SUPPLIED TEXT —
---

Thursday, August 14, 2014

Moyes knocks Green off top spot


Jojo Moyes has ended John Green’s eight week run at the top of the chart with her first UK number one for The One Plus One paperback (Penguin.)

The novel, which debuted at number one on the Original Fiction chart at the beginning of March, has sold 20,579 copies in hardback. The paperback has now sold 41,731 copies in three weeks and last week's 23,557 copies mark the author's best seven day sales tally of her professional career, which started in 2002 with the publication of her debut Sheltering Rain. Across physical editions the novel has sold 66,913 copies and an additional 92,626 'e' books (based on data supplied by Penguin Random House) for a total to date of 159,539 copies.

Moyes’ achievement marks the end of John Green’s reign at the top of the chart for The Fault in Our Stars (Penguin), which he has occupied since June.

---

PROBLEM TO SOLVE —
Decide whether each statement agrees with the chart report, answering yes or no and quoting the deciding words.
1. The One Plus One gave Jojo Moyes her first UK number one.
2. The One Plus One paperback sold 41,731 copies in its first week.
3. Moyes's professional career began in 2002 with her debut Sheltering Rain.

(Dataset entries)
---

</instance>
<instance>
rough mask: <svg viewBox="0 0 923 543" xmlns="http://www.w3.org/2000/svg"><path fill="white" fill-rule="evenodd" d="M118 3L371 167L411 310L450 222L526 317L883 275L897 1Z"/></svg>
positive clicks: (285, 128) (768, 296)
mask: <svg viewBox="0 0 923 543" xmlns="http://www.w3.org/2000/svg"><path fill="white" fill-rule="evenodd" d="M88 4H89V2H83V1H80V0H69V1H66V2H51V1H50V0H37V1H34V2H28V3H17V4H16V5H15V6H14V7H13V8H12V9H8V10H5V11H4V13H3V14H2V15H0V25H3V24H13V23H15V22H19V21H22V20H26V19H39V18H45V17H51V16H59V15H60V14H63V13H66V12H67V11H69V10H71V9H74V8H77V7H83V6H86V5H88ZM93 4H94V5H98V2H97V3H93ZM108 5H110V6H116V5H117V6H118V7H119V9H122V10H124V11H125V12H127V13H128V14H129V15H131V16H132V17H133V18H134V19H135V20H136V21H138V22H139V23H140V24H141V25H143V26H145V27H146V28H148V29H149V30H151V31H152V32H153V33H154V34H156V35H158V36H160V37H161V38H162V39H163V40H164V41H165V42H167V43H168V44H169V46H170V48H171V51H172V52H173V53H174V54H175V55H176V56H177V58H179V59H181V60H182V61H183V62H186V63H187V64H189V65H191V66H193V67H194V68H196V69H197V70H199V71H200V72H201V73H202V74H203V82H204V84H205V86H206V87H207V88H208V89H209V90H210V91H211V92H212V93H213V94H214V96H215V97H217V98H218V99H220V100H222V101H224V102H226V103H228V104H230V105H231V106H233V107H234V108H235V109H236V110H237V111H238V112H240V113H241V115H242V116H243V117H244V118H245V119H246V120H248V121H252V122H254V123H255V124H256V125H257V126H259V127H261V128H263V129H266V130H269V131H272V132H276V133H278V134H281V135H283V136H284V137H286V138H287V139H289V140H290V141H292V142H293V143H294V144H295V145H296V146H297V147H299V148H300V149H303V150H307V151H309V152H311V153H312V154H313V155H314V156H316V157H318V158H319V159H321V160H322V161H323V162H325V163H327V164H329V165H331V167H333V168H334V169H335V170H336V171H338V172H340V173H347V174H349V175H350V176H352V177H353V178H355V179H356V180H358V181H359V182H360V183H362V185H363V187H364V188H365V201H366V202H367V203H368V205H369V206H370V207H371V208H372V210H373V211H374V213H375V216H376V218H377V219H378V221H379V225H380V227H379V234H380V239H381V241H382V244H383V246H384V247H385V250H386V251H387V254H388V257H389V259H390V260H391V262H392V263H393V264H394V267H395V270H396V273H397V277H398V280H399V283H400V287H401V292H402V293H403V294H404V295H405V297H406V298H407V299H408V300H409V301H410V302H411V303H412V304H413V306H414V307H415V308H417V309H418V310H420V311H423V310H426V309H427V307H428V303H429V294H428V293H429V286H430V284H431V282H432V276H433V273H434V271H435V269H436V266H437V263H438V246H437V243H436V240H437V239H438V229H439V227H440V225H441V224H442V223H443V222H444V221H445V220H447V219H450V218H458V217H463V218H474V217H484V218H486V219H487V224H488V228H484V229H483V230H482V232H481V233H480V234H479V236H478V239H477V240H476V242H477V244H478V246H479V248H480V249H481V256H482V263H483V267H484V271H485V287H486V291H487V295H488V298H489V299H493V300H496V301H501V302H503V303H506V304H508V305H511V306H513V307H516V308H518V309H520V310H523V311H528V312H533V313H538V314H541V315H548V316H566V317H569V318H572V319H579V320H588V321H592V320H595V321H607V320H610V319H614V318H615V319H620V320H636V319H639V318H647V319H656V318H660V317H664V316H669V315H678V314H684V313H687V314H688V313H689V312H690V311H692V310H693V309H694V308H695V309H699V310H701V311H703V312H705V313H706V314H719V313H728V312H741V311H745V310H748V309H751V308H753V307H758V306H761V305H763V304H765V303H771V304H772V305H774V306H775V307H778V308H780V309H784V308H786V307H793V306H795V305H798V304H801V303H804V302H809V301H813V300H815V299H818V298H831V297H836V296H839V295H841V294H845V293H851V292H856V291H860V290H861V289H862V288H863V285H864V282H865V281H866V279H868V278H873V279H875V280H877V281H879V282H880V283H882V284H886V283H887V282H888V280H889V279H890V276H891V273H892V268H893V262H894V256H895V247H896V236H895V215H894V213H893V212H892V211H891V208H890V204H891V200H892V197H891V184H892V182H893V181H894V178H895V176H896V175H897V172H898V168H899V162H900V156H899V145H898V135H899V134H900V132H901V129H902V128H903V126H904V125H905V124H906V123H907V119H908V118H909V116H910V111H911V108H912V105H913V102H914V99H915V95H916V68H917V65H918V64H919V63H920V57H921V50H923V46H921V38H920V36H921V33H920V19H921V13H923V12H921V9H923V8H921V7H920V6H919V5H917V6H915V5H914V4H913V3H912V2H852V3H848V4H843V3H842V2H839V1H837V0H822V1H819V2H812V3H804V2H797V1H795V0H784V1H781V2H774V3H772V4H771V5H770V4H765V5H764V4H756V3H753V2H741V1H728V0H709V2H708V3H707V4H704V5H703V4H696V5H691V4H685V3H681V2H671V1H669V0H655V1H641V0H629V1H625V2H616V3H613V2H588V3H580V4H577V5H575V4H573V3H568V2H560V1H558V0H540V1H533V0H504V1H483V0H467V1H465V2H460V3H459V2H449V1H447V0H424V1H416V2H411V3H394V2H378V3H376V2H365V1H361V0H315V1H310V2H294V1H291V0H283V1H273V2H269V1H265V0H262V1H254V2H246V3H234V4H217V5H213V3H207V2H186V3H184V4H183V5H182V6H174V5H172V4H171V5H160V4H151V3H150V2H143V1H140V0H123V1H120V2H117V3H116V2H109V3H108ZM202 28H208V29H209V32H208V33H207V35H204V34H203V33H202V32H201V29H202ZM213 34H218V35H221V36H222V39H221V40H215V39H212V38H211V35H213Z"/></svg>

---

WRITTEN ANSWER —
1. Yes: "with her first UK number one for The One Plus One paperback (Penguin.)"
2. No: "The paperback has now sold 41,731 copies in three weeks"
3. Yes: "which started in 2002 with the publication of her debut Sheltering Rain"